Skip to main content

18. Recognize and implement the health-care rights of Aboriginal people

In progress - Projects proposed


The federal government has not implemented the health care rights of Indigenous people, but it is developing new legislation designed to improve Indigenous access to culturally relevant health services.

The Call to Action:

We call upon the federal, provincial, territorial, and Aboriginal governments to acknowledge that the current state of Aboriginal health in Canada is a direct result of previous Canadian government policies, including residential schools, and to recognize and implement the health-care rights of Aboriginal people as identified in international law, constitutional law, and under the Treaties.


In January 2021, the federal government announced plans to co-develop legislation “to improve Indigenous access to high-quality, culturally relevant health services.”

The legislation is to be developed in consultation with First Nations, Inuit and Métis leadership, Indigenous women’s organizations, health professionals and the provinces and territories.

The legislation was planned to be drafted by the end of 2021. As of July 2022, however, the legislation has still not been drafted.

In 2019, the federal government acknowledged the current state of Indigenous health in Canada is a direct result of previous Canadian government policies.

According to the Crown-Indigenous Relations website, “The Government of Canada recognizes that the current state of Indigenous health is a direct result of the shameful historical legacy of colonialist policies and interventions against the well-being of Indigenous peoples and communities, including Indian residential schools, the Sixties Scoop and other harmful practices. The intergenerational impacts of Indian residential schools are well documented in international and national evidence cited in Government of Canada publications and specifically recognized in partnership agreements with Indigenous governments and representatives.”

British Columbia, Alberta, Manitoba, Ontario, the Yukon and the Northwest Territories have also officially acknowledged this.

Joyce Echaquan, a 37-year-old Atikamekw woman from Manawan, died at the hospital in Joliette, Que., in September 2020, shortly after filming hospital staff insulting her as she cried for help.

The Atikamekw Council of Manawan and the council of the Atikamekw Nation created Joyce’s Principle to make sure Indigenous people get equitable access to government health and social services.

The federal government provided $2 million to the Atikamekw Nation and Manawan First Nation to implement the principle.

In 2021, the Quebec government refused to adopt ‘Joyce’s Principle,’ saying the manifesto calls for the acknowledgment of systemic racism in the province, something the Coalition Avenir Quebec government insists does not exist.

In 2020, the Southern Chiefs’ Organization representing 34 First Nations in southern Manitoba signed an agreement with the federal government to take greater control over their health care services.

In March 2018, a Memorandum of Understanding was signed between the federal government and Manitoba Keewatinowi Okimakanak (MKO), which represents First Nations in northern Manitoba. According to a federal statement, it was a commitment “to support health care transformation for MKO communities.”

In 2017, Nishnawbe Aski Nation signed a charter of relationship principles alongside federal and provincial ministers of health that set out common objectives and set all three governments on the path to transform the delivery of health care in Nishnawbe Aski Nation territory.

Data collection gaps in regards to health of First Nations people off reserve, Inuit outside Inuit Nunangat and Métis were highlighted by the COVID-19 pandemic.

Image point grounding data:
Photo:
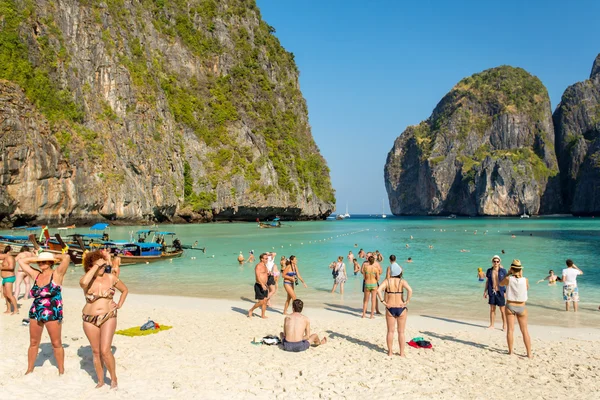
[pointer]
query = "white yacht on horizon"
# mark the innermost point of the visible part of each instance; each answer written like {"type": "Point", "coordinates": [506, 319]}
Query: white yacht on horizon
{"type": "Point", "coordinates": [346, 215]}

*Activity 1*
Transcribe the Call to Action 18 page between "In 2021, the" and "does not exist.", inclusive.
*Activity 2*
Condense the paragraph of the Call to Action 18 page that opens "According to the Crown-Indigenous Relations website" into two or three shorter sentences, keeping its main facts.

*Solution 1*
In 2021, the Quebec government refused to adopt ‘Joyce’s Principle,’ saying the manifesto calls for the acknowledgment of systemic racism in the province, something the Coalition Avenir Quebec government insists does not exist.

*Solution 2*
According to the Crown-Indigenous Relations website, the Government of Canada recognizes that the current state of Indigenous health is a direct result of colonialist policies and interventions, including Indian residential schools and the Sixties Scoop. The intergenerational impacts of residential schools are well documented in evidence cited in government publications. They are also recognized in partnership agreements with Indigenous governments and representatives.